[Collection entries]
####################

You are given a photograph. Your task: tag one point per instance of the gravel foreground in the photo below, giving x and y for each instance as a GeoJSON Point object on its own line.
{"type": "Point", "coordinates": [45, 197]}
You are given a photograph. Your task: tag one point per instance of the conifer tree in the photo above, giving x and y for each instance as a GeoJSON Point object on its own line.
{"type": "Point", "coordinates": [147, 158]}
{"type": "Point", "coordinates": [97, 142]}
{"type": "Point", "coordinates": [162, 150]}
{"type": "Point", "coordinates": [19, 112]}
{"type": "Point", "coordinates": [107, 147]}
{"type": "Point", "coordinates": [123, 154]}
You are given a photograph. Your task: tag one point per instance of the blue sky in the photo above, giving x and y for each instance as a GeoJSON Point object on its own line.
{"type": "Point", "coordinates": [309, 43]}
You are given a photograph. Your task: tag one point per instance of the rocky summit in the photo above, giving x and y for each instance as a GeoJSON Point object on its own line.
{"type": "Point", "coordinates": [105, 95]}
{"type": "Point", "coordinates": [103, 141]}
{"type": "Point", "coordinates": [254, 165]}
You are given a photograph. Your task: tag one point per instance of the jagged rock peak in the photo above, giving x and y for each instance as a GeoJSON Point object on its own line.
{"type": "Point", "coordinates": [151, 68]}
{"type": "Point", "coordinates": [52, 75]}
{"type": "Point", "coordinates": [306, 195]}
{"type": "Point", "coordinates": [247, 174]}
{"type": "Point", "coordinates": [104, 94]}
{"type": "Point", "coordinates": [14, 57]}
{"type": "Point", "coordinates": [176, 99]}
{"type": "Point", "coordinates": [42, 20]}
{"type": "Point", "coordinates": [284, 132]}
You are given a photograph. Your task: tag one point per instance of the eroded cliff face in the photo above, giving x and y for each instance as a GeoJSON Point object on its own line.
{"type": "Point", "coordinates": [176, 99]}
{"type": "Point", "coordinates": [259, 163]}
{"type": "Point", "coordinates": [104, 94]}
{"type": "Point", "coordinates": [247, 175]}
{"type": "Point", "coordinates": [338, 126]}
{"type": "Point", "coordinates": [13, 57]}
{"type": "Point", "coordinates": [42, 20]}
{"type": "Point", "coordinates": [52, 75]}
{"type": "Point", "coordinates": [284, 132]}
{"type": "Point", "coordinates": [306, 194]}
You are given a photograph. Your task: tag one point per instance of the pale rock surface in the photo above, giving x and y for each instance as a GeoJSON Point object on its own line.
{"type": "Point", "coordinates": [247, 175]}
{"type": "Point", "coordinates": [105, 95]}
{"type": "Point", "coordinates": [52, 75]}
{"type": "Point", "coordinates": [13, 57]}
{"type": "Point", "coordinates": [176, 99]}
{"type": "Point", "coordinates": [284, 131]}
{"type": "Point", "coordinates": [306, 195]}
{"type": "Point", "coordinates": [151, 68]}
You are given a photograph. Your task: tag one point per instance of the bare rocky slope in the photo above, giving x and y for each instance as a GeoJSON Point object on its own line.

####################

• WHAT THIS TASK INVOLVES
Write out every line exactly as it stands.

• RESPONSE TO THE EXERCISE
You are given a photograph. Your task: tag one point per instance of the gravel foreground in the photo below, giving x and y for each instance as a GeoJSON Point object on its own line.
{"type": "Point", "coordinates": [45, 197]}
You are given a photograph. Your task: tag one point per instance of the conifer tree in the photo above, giving x and y for each instance as a GeoJSON Point object on its own line.
{"type": "Point", "coordinates": [147, 158]}
{"type": "Point", "coordinates": [97, 142]}
{"type": "Point", "coordinates": [162, 150]}
{"type": "Point", "coordinates": [19, 112]}
{"type": "Point", "coordinates": [107, 147]}
{"type": "Point", "coordinates": [123, 154]}
You are given a photograph. Your task: tag one point per instance of the blue sky in the photo above, giving x and y for each instance as a GeoJSON Point object on its own line.
{"type": "Point", "coordinates": [309, 43]}
You are given a photograph. Your task: tag one point per instance of the rocky summit in the photo above, giving x and y for each instance as a GeoJSON Point object on its own line.
{"type": "Point", "coordinates": [105, 95]}
{"type": "Point", "coordinates": [103, 141]}
{"type": "Point", "coordinates": [254, 165]}
You are given a photograph. Your task: tag one point per instance of the jagged rock peak in the photo above, giving x and y for each instance as a GeoJSON Point object on its own line.
{"type": "Point", "coordinates": [151, 68]}
{"type": "Point", "coordinates": [52, 75]}
{"type": "Point", "coordinates": [306, 195]}
{"type": "Point", "coordinates": [247, 174]}
{"type": "Point", "coordinates": [104, 94]}
{"type": "Point", "coordinates": [14, 57]}
{"type": "Point", "coordinates": [176, 99]}
{"type": "Point", "coordinates": [42, 20]}
{"type": "Point", "coordinates": [284, 132]}
You are given a photograph. Your task: tag one point per instance of the eroded cliff face in the photo above, giving x and y for each instance as a GeoJSON Point object on its own line.
{"type": "Point", "coordinates": [176, 99]}
{"type": "Point", "coordinates": [259, 163]}
{"type": "Point", "coordinates": [104, 94]}
{"type": "Point", "coordinates": [247, 175]}
{"type": "Point", "coordinates": [338, 126]}
{"type": "Point", "coordinates": [13, 57]}
{"type": "Point", "coordinates": [42, 20]}
{"type": "Point", "coordinates": [52, 75]}
{"type": "Point", "coordinates": [284, 132]}
{"type": "Point", "coordinates": [306, 194]}
You are given a photograph. Your task: tag one point per instance of the pale rock surface in the photo above, giving x and y for each instance as a GeoJSON Point object on its own line.
{"type": "Point", "coordinates": [247, 175]}
{"type": "Point", "coordinates": [105, 95]}
{"type": "Point", "coordinates": [52, 75]}
{"type": "Point", "coordinates": [13, 57]}
{"type": "Point", "coordinates": [176, 99]}
{"type": "Point", "coordinates": [284, 131]}
{"type": "Point", "coordinates": [306, 195]}
{"type": "Point", "coordinates": [151, 68]}
You are given a photograph. Your task: tag one point per instance of the bare rocky slope in the photo above, giving x and y for each instance as a GeoJSON Point object on its own line.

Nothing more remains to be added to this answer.